**GIVEN RECORDS:**
═══
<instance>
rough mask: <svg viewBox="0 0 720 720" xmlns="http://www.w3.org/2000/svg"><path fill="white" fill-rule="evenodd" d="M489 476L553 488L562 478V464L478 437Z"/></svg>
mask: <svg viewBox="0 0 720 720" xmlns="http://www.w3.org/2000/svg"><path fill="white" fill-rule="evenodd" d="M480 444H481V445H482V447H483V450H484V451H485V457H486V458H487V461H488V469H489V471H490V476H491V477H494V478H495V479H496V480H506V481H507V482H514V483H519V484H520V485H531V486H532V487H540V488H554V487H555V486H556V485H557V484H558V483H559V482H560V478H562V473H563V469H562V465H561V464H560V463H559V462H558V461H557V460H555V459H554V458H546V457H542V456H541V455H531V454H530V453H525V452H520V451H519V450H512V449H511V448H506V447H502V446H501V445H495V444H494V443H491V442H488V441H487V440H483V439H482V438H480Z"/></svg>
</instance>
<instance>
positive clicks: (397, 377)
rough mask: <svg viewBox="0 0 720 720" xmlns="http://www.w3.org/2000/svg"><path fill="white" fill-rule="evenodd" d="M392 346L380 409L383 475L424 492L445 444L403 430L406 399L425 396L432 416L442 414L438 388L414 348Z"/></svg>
═══
**YOUR TASK:**
Write the lines out exactly, from the one with "positive clicks: (397, 377)" down to the last line of the listing, and leave out all others.

**EXERCISE RESULT:**
positive clicks: (397, 377)
rough mask: <svg viewBox="0 0 720 720" xmlns="http://www.w3.org/2000/svg"><path fill="white" fill-rule="evenodd" d="M392 346L380 409L383 475L424 492L445 444L403 430L406 399L425 396L432 416L442 414L438 388L414 348Z"/></svg>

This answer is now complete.